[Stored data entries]

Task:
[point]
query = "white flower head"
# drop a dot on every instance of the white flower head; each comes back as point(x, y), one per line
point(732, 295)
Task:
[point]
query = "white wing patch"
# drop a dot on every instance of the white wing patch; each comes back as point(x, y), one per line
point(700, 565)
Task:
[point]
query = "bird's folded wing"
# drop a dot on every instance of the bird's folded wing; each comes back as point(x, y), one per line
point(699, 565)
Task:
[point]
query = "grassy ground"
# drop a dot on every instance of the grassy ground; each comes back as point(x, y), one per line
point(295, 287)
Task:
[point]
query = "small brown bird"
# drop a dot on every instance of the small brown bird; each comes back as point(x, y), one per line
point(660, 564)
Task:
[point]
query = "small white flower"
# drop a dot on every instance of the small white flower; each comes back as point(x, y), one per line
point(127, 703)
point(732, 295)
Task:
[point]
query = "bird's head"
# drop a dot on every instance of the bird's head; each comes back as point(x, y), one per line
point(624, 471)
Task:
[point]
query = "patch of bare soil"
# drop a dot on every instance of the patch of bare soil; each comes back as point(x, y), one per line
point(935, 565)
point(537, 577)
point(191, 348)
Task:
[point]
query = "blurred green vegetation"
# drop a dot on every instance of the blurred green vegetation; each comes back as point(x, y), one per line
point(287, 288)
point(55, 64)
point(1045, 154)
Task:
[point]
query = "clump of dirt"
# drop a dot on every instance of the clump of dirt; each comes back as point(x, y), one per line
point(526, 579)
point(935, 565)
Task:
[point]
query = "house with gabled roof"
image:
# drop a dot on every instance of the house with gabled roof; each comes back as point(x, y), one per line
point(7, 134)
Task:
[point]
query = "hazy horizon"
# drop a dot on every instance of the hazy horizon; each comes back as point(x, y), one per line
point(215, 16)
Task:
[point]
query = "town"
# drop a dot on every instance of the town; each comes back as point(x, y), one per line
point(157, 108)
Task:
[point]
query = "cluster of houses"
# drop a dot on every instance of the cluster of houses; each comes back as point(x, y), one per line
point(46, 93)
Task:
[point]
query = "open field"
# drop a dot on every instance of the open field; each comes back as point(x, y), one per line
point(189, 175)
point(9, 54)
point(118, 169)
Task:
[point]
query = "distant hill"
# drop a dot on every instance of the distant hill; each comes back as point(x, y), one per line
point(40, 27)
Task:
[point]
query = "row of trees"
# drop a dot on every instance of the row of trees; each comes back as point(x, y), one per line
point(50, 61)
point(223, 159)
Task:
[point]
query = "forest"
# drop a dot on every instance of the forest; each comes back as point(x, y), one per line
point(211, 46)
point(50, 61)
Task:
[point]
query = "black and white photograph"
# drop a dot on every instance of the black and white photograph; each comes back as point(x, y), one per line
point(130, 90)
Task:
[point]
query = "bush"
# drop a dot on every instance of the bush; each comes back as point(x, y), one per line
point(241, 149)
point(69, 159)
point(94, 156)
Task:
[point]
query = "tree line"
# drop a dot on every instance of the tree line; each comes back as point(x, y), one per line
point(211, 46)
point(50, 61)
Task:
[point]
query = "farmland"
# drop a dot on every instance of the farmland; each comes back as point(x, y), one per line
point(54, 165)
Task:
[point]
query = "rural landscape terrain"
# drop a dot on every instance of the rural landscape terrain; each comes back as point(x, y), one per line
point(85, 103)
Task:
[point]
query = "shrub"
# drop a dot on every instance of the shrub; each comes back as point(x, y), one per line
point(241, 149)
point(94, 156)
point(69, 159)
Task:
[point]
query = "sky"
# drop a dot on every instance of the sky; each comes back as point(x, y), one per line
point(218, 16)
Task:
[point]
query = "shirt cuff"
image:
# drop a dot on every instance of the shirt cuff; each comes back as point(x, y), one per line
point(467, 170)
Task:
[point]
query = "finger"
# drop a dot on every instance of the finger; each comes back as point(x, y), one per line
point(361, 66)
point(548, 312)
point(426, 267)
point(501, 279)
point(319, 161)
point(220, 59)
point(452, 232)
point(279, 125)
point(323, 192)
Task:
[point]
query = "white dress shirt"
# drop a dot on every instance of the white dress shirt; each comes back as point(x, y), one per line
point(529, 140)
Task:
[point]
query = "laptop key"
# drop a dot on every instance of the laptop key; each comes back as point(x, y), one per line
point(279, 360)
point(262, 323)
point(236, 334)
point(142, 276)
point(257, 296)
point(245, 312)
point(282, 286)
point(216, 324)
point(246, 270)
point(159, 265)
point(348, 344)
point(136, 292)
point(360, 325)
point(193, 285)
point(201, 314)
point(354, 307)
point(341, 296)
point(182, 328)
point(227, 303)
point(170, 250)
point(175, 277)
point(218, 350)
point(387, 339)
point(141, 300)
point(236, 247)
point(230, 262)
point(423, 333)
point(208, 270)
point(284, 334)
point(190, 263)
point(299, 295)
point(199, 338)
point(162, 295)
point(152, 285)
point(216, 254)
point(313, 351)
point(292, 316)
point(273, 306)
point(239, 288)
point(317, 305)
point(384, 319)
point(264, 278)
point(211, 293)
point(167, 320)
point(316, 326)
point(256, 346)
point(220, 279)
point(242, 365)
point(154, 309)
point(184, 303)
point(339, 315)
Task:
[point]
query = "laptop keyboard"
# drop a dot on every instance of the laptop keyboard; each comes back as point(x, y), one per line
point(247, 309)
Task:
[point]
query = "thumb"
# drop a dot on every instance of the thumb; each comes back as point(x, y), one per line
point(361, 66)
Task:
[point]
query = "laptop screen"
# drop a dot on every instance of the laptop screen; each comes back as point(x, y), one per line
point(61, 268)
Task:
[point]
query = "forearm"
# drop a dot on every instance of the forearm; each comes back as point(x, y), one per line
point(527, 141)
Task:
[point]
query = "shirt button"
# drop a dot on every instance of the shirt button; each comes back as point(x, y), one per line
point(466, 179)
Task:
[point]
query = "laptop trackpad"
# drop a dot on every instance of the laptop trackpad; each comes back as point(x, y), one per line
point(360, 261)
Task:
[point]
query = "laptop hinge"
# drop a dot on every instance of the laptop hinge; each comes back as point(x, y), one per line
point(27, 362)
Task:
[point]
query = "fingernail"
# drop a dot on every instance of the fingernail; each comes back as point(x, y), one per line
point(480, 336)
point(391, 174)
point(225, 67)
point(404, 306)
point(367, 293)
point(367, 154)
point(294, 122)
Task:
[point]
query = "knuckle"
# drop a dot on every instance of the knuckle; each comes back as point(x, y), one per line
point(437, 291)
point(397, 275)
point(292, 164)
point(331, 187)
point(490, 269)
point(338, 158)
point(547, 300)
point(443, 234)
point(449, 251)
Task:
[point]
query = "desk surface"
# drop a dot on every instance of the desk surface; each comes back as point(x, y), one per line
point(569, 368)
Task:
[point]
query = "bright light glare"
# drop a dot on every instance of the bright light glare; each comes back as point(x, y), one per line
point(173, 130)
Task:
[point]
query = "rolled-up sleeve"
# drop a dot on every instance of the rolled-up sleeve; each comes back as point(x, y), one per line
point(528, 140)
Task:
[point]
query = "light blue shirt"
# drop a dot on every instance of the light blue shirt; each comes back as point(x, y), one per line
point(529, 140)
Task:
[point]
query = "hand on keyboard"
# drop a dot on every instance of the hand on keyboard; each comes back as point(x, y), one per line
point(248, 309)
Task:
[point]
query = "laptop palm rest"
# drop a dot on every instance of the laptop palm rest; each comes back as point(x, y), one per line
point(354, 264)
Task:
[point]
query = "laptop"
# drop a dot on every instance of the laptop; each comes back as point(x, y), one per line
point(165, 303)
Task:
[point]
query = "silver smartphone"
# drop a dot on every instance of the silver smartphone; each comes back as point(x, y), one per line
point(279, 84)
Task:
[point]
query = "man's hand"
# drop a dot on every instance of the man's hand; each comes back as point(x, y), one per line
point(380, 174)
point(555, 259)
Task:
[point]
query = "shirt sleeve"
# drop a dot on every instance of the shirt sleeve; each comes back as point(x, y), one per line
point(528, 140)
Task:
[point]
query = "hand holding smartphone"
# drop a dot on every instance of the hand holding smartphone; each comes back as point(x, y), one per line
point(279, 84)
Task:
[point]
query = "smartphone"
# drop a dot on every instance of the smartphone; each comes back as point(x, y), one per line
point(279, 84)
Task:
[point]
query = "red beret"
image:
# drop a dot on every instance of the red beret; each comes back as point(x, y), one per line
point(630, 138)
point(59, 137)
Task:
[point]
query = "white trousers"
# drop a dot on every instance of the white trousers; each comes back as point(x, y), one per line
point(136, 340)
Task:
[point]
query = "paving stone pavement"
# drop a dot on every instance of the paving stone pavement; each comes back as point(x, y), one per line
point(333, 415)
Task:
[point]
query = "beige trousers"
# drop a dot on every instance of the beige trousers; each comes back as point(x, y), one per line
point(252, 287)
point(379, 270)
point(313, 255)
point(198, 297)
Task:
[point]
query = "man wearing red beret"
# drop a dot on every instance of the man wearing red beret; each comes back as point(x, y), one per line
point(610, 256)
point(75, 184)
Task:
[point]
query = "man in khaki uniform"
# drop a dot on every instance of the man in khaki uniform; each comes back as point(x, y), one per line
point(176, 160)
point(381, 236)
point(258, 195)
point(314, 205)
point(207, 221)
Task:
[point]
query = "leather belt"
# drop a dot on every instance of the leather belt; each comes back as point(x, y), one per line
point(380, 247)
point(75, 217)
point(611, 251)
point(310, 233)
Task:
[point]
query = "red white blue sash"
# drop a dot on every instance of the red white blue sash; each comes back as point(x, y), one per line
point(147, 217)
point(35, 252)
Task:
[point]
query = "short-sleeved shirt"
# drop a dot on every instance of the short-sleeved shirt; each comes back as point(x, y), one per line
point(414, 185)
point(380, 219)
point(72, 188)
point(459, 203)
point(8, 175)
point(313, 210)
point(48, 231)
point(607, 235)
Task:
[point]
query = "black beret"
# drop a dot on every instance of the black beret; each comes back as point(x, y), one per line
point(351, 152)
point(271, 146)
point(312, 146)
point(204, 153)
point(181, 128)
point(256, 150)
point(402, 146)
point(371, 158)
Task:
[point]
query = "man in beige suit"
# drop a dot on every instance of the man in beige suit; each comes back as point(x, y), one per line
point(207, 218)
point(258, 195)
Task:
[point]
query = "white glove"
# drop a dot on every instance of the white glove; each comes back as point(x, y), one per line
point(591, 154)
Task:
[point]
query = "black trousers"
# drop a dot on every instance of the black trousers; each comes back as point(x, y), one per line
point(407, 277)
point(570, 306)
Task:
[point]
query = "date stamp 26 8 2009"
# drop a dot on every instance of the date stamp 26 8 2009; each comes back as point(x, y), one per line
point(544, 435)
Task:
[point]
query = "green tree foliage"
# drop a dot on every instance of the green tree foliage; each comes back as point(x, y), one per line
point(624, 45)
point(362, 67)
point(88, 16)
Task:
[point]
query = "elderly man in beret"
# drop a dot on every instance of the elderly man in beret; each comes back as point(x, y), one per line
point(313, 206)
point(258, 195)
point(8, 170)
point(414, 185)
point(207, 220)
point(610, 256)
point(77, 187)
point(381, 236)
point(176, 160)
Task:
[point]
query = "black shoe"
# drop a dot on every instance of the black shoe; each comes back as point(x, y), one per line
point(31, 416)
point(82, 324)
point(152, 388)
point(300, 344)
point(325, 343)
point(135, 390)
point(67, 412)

* [WHAT NEEDS TO BE DONE]
Report each line of the records above that contains the string "beret", copying every such line in full.

* [RESULT OF THIS TASK]
query = "red beret"
# drop a dot on every instance of the red beret; each comes back as point(x, y), one per line
query = "man wearing red beret"
# drop a dot on every instance of the man wearing red beret; each comes back as point(x, y), one per line
query = "black beret"
# drop a dot on every instance of the black beret; each comes back as point(x, y), one per line
query = "elderly man in beret"
# drop a dot on every instance of the elderly man in beret; each comes back as point(x, y), one per line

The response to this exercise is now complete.